__What is expected__
Word for word, copy all of the entries.

######

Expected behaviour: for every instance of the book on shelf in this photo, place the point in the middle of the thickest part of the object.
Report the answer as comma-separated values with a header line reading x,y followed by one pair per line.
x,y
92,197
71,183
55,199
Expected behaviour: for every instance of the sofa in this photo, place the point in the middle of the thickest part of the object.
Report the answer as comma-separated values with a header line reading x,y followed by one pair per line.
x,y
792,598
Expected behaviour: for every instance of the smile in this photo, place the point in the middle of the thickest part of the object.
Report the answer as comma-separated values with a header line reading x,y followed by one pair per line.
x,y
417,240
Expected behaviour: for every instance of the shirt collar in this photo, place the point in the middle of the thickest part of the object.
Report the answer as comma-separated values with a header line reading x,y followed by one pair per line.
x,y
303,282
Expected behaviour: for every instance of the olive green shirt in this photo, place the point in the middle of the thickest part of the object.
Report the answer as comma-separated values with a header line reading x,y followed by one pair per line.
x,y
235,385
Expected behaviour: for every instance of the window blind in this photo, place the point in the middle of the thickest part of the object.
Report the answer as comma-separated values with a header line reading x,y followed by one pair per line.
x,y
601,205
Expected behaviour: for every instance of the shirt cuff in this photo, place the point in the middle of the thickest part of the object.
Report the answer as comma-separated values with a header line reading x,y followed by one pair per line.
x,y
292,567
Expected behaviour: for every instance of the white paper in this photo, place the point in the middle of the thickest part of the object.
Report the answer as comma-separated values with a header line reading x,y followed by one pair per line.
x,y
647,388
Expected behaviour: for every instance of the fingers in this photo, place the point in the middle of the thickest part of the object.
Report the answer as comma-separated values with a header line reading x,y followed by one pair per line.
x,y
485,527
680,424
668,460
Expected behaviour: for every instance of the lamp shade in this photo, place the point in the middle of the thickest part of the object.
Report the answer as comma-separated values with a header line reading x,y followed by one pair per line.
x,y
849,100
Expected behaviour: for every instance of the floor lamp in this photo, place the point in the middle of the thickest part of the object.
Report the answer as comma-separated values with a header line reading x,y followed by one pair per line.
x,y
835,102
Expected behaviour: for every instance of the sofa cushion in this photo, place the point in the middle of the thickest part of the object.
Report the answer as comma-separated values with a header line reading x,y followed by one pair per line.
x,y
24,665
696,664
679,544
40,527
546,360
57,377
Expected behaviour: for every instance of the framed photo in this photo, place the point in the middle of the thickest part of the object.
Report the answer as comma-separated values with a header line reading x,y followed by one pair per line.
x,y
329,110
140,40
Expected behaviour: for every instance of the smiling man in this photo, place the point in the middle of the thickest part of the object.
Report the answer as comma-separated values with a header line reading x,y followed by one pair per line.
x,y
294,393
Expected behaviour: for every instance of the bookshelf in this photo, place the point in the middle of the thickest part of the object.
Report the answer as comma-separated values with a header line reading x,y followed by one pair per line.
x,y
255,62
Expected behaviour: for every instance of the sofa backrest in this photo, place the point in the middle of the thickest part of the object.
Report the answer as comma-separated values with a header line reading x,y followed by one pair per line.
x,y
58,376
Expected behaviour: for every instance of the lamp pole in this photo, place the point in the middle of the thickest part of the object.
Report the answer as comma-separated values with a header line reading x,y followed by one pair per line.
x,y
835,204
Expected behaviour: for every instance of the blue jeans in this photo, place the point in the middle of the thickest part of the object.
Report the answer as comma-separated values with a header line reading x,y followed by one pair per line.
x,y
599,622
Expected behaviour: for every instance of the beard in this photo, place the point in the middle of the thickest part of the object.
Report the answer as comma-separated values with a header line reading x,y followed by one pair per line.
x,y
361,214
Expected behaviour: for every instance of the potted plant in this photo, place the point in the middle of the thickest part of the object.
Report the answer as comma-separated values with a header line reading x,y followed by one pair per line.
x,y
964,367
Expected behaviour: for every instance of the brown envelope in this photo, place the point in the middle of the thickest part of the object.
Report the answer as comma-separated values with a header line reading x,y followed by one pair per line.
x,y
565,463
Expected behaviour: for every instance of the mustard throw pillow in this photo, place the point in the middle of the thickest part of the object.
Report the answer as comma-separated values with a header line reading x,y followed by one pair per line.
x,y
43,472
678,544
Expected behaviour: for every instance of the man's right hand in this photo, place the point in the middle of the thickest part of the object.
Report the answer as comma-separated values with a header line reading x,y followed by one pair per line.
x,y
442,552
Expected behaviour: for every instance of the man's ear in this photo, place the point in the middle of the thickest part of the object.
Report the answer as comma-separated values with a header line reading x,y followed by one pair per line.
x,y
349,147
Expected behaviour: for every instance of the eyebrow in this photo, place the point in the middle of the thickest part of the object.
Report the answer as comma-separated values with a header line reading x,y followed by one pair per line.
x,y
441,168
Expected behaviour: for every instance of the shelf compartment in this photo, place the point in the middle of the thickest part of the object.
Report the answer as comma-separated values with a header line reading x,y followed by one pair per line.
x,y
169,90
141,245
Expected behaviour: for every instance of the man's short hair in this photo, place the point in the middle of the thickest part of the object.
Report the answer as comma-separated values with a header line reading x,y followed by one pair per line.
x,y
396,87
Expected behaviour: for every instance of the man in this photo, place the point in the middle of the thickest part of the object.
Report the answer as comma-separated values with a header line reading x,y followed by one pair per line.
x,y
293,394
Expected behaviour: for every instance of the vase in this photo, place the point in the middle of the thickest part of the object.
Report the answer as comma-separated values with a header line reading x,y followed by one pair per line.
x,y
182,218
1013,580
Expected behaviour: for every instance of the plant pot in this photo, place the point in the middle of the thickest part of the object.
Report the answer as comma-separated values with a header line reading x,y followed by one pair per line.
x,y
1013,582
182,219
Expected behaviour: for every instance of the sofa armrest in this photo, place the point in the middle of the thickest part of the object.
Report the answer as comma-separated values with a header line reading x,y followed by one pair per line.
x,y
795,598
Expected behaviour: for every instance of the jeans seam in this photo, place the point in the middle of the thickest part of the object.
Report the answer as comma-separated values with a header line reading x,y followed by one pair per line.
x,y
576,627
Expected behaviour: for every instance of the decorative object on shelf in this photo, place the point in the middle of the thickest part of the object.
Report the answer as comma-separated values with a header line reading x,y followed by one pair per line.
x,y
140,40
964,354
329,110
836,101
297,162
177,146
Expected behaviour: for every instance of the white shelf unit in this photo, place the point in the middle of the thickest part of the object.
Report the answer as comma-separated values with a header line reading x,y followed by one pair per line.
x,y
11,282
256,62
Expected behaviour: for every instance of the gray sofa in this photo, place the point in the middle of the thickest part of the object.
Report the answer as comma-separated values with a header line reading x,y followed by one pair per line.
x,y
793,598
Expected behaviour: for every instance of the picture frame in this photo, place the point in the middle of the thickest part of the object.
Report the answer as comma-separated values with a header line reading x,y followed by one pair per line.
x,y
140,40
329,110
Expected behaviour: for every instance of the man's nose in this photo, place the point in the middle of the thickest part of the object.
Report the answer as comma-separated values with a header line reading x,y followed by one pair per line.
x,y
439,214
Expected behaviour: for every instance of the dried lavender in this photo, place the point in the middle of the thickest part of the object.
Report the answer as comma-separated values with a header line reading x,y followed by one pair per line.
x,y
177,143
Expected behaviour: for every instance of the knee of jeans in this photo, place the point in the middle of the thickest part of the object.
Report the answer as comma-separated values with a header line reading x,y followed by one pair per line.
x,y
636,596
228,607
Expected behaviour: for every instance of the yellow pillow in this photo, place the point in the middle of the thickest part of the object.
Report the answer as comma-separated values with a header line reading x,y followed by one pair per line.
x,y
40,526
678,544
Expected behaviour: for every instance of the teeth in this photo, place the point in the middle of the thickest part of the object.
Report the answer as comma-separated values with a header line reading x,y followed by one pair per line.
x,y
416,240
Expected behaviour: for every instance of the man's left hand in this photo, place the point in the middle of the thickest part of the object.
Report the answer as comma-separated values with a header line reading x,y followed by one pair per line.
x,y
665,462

######

__Solution to this problem__
Expected behaviour: for every instance of the book on shelf in this photo, place the point in the middle of the thickest part of the object.
Report the answer as comma-separated values with a header line reading x,y followed by one pair per line.
x,y
92,197
71,183
55,199
Expected behaviour: for every instance of the sofa in this photo, place the point in the middle of the thickest part of the object.
Report the answer as comma-separated values with a header line reading x,y followed by one pair per line.
x,y
792,598
Expected behaviour: for every instance of the smile in this photo, place the point in the middle of the thickest part of the object.
Report the answer as comma-separated values with a header line reading x,y followed by one pair per line.
x,y
417,240
Expected behaviour: for every instance of the shirt collar in this photo, place the point in the middle of the thickest part of the object.
Report the answer as comma-separated values with a header line reading x,y followed by one pair per line.
x,y
303,282
Expected behaviour: for every instance of the olive green shirt in this photo, place the point in the middle of the thickest part of the object.
Report the answer as comma-separated values with a header line reading x,y followed by one pair per line.
x,y
235,385
Expected behaviour: for every instance of the window blind in this photo, place the point in the middle of the thickest part of the object.
Report the answer as comma-separated values with a header line reading x,y followed by one pair per line.
x,y
601,205
Expected behaviour: for every instance of the shirt cuff in this photo, place the point in the middle of the thickest part of the object.
Report the answer as comma-separated values with a header line reading x,y followed by one pair per line.
x,y
292,567
Expected behaviour: for every instance of the white paper in this photo, place the point in the middle of the thickest part of the object.
Report the answer as comma-separated values with a header line reading x,y followed by one pair per line.
x,y
647,388
Expected behaviour: for every instance of the fingers in this photo, place the point in the middle of the thickest part of the object.
Report the answer as comma-separated values with a header line reading x,y followed by one pair per line.
x,y
485,527
680,424
668,460
Expected behaviour: for every instance of the lamp shade in this photo, place the point in the middle of the thickest part of the object.
Report the answer as comma-separated values with a header line reading x,y followed by one pair per line.
x,y
849,100
Expected behaviour: for every instance of the floor lamp in this photo, place the point in the middle of the thickest part of the object.
Report the answer as comma-separated values with a header line reading x,y followed by one pair per line.
x,y
835,102
Expected behaviour: for every instance of the sofa cushion in this photo, place the point in the middle of the thickest part of the object.
Report the answer as comma-separated values with a header line reading x,y followed by one pair per line.
x,y
24,665
696,664
679,544
40,527
546,360
57,377
Expected behaviour: for every instance of the framed photo in this photo, place the point in the middle of the thickest part of the object.
Report the answer as comma-separated values with a header line reading x,y followed by one pair per line.
x,y
329,110
140,40
Expected behaviour: for every instance of the smiling man in this photo, place the point in the middle of the thickest part of the object.
Report the answer as comma-separated values with a header line reading x,y followed by one pair per line.
x,y
294,393
Expected behaviour: for every instance of the bookshelf in this photo, place the point in the middle of the thickest part of the object.
Report the answer as comma-separated values with a header line reading x,y followed by one pair per line.
x,y
255,62
Expected behaviour: for every instance of the sofa backrest in this photo, place the point in the middle of the thickest part of the object.
Report the answer as comma-separated values with a header line reading x,y followed by one pair per line.
x,y
58,376
Expected behaviour: for every instance of the lamp pole in this photo, place the point in the middle of the thickest part of the object.
Report the answer as comma-separated values with a header line reading x,y followed by one pair per line.
x,y
835,204
Expected behaviour: for every instance of the blue jeans in this photo, place the point in the middle of the thickest part of the object.
Report the answer as comma-separated values with a header line reading x,y followed by one pair per line.
x,y
599,622
Expected behaviour: for every instance of the beard in this photo, place the point in the middle of the thickest part of the object.
Report the answer as comma-separated values with a header line reading x,y followed by one pair per line.
x,y
361,214
Expected behaviour: for every instance of the potted plant in this photo, place the point in the middle of the thickest part of the object.
Report the answer as comma-separated values with a header line reading x,y followed by one pair per line.
x,y
964,367
Expected behaviour: for every instance of the brown envelope in this photo, place the point in the middle of the thickest part of the object.
Report the answer as comma-separated values with a header line reading x,y followed by one pair per line.
x,y
565,463
Expected behaviour: for every instance of the mustard throw pillow in this photo, place the point in the middle of the thickest part of the object.
Report the answer as comma-separated values with a header line reading x,y followed by one pair per line.
x,y
43,472
678,544
Expected behaviour: for every instance of the man's right hand in this photo, place the point in the middle of the thickest part of the object.
Report the answer as comma-separated values with a header line reading x,y followed by one pair per line.
x,y
442,552
Expected behaviour: for every instance of the man's ear in this photo, place the point in the middle of the thickest part of the object.
Report the answer as comma-separated values with a header line reading x,y followed by one pair per line.
x,y
349,147
Expected behaviour: for every instance of the eyebrow in this photo, place the point in the middle of the thickest part of the object.
Report the answer as comma-separated values with a header line reading x,y followed by one pair per line.
x,y
441,168
Expected behaviour: for every instance of the shelf compartment in this photo, place the point in the middle of the thickest part of the object.
Report the answer as comma-separated values with a header line reading x,y followed by one pair per line.
x,y
169,90
141,245
Expected behaviour: for every instance of the man's short hair in this photo, place the point in the middle of the thickest part of the object.
Report the answer as comma-separated values with a header line reading x,y followed by one pair per line.
x,y
396,87
Expected behaviour: for every instance of the man in this photo, place the point in the middle of the thickest part of the object.
Report the answer as comma-separated values with a header line reading x,y followed by one pair per line.
x,y
293,394
Expected behaviour: for every instance of the vase in this photo, place the point in the middle of the thickest part of the object.
Report the answer as comma-separated values with a header line reading x,y followed by one pair per line.
x,y
182,218
1013,580
Expected behaviour: for every instance of the plant pot in this photo, place the point in the middle of the thickest part of the object.
Report the answer as comma-separated values with a header line reading x,y followed by one pair per line.
x,y
1013,582
182,219
Expected behaviour: for every instance of the sofa armrest in this photo, place the point in the middle of the thickest part of the object.
Report the answer as comma-separated values with a header line reading x,y followed by one pair per line.
x,y
795,598
Expected behaviour: for every instance of the jeans seam in this photo, place the point in the middle of the thickest part of the object.
Report the answer as comma-separated values with a header line reading x,y followed by one pair per line.
x,y
576,627
Expected behaviour: for every instance of the decorative object on shelf in this photo, place the point in the middle of the thickest part of the object.
Report the answer as comma-separated values with a header line reading x,y followed by one pair per line.
x,y
140,40
964,354
329,110
836,101
297,162
177,146
Expected behaviour: for every instance of the white shelf unit in this photo, place the point in the middle of the thickest part of the object.
Report the answer as comma-separated values with a header line reading x,y followed by one pair per line.
x,y
11,282
256,62
Expected behaviour: for every instance of the gray sofa in this photo, place the point in the middle of the thickest part of the object.
Report the answer as comma-separated values with a header line reading x,y followed by one pair per line.
x,y
793,598
Expected behaviour: for every instance of the picture frame in this photo, place the point in the middle of the thickest part of the object.
Report the answer as comma-separated values with a header line reading x,y followed by one pair per line.
x,y
140,40
329,110
Expected behaviour: for every instance of the man's nose in this photo, place the point in the middle of the thickest part of the object.
Report the answer as comma-separated values with a header line reading x,y followed by one pair per line.
x,y
439,214
Expected behaviour: for every instance of the dried lavender in this photo, place the point in the middle of the thickest part of the object.
Report the answer as comma-separated values with a header line reading x,y followed by one pair per line.
x,y
177,143
Expected behaviour: for every instance of the knee of jeans in this photo, place the point in the middle of the thickest part of the object.
Report the answer as comma-separated values with a header line reading x,y followed by one pair per line.
x,y
636,596
228,607
Expected behaviour: for every instance of the yellow pillow in this photo, place the point in the middle of the thickest part of the object.
Report the answer as comma-separated values with a header line reading x,y followed by one pair per line.
x,y
40,526
678,544
Expected behaviour: for every instance of the teeth in this photo, place the point in the middle of the thickest part of the object.
Report the answer as comma-separated values with a header line reading x,y followed by one pair per line.
x,y
416,240
Expected behaviour: for every instance of the man's left hand in this photo, place the point in the middle of the thickest part of the object.
Report the answer as comma-separated values with a header line reading x,y followed by one pair per line.
x,y
665,462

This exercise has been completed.